**Extract**
══════

I can categorically state that I did not have my lips done, despite what some people apparently expected, though I genuinely came close to adding the nose to today’s agenda. Prior to the treatment, the doctor conducted her interview and assessment and asked whether I had been experiencing nose twitches as well. My wife and I confirmed that we had both noticed it starting recently. The doctor offered to treat that area but stated it would be more painful, so we decided to leave it for next time. It seems that as a treatment modality, Botox is surprisingly versatile and more than just the eyes could have been helped, but I have limits, and the eyes were enough for today. Obviously psychosomatically my nose started twitching more than it usually does, as if to make the point that it wanted Botox too, but we just focused on the eyelids.
So now I wait for the results. They say it should start to show within four days and I have an appointment in just under a month to have a booster and a check-up. My eyes feel completely normal. Not in a good way, of course, but in a persistently not normal way.

══════

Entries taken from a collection

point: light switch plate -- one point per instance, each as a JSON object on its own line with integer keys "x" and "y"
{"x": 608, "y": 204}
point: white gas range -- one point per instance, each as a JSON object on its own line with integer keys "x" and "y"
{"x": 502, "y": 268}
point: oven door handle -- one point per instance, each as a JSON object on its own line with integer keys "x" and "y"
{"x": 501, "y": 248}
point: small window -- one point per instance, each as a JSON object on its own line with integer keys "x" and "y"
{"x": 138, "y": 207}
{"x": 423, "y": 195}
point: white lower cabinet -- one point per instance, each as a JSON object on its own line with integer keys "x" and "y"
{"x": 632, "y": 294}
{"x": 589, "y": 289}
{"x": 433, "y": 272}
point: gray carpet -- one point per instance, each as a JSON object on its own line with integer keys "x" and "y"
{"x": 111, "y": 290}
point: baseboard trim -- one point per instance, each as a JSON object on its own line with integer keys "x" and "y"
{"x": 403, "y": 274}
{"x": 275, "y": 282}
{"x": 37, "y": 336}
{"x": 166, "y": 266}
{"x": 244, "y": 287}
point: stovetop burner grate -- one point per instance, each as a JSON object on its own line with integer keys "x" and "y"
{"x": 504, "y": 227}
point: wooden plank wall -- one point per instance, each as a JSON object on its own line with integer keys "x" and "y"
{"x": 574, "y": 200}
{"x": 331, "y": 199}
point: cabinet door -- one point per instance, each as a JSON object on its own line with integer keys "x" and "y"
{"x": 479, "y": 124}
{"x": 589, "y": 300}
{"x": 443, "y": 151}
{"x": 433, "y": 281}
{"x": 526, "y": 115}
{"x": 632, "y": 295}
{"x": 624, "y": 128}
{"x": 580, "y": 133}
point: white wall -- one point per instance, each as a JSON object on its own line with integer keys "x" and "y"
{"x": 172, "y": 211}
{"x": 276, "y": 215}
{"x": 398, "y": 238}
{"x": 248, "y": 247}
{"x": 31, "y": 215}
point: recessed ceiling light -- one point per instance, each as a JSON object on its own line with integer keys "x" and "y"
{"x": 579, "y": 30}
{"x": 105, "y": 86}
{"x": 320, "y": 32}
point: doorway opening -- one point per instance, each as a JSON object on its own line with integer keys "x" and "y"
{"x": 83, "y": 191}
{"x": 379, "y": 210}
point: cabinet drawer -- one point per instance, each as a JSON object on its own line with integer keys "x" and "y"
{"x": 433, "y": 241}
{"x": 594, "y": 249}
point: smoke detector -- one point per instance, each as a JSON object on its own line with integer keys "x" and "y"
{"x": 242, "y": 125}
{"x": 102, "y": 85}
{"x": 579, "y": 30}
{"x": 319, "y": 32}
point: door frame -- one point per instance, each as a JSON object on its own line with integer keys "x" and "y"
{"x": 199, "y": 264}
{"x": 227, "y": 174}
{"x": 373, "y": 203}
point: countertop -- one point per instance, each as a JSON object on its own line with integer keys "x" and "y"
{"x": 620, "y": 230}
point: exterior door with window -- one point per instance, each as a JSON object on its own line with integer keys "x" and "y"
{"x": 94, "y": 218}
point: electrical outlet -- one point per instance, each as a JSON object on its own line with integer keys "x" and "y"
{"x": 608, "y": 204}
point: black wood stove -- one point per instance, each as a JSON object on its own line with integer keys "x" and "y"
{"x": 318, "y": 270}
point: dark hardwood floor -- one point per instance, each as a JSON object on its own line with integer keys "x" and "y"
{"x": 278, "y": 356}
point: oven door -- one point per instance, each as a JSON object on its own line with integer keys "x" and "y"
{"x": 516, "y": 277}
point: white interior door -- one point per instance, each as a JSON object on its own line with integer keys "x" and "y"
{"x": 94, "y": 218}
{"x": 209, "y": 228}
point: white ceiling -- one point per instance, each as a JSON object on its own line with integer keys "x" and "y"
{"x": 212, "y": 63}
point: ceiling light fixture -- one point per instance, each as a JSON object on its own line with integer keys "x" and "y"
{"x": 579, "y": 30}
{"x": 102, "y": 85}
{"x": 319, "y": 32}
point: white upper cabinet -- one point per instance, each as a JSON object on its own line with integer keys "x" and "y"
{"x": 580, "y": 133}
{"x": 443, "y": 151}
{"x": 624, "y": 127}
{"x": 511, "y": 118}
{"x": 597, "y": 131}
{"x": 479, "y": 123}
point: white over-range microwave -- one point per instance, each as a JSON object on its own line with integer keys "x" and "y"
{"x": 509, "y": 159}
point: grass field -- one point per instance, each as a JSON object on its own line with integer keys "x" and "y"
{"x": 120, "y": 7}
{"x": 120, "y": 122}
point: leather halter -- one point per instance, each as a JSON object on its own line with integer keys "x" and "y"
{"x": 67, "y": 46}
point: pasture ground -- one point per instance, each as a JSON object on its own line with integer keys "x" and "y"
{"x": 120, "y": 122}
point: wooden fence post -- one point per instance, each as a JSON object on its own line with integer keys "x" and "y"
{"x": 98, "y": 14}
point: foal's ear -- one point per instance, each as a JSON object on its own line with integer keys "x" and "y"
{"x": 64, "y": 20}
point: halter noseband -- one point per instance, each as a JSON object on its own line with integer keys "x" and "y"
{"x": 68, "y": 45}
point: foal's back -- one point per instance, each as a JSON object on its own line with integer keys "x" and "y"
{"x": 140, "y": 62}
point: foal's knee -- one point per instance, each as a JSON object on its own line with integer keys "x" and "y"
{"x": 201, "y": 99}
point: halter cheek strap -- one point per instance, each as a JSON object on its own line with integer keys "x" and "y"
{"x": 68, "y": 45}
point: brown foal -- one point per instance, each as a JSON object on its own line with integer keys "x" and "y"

══════

**Exercise instructions**
1. How would you render the sentence "My wife and I confirmed that we had both noticed it starting recently." from the Botox account in Spanish?
2. Can you write the next part of the Botox account, continuing it in the same first-person voice after its final sentence?
The records play no role in any of the tasks.

**Results in order**
1. Mi esposa y yo confirmamos que ambos habíamos notado que había empezado recientemente.

2.
Whether it stops the involuntary eye closing or the involuntary rapid blinking that is now relatively frequent remains to be seen, but the procedure was flawless from my perspective. Afterwards I came home, had a good sleep, and my son was kind enough to cut my hair, which is possibly more important than the Botox given the state of how I looked. I only put the haircut in the title to emphasise that the Botox really wasn’t such a big deal at all. Far more painful were my legs during the drive home.
A good friend sent me a WhatsApp message last night: “Hope tomorrow is much less awful than you fear” and then “More importantly, I hope it gives you improvement worth the fear.” He was right on the first. I hope he will be right on the second.
There is no treatment or cure for PSP but it is good to know that one of its symptoms has a potentially practical remedy, one that may reduce the temporary blindness and discomfort that I all too often experience.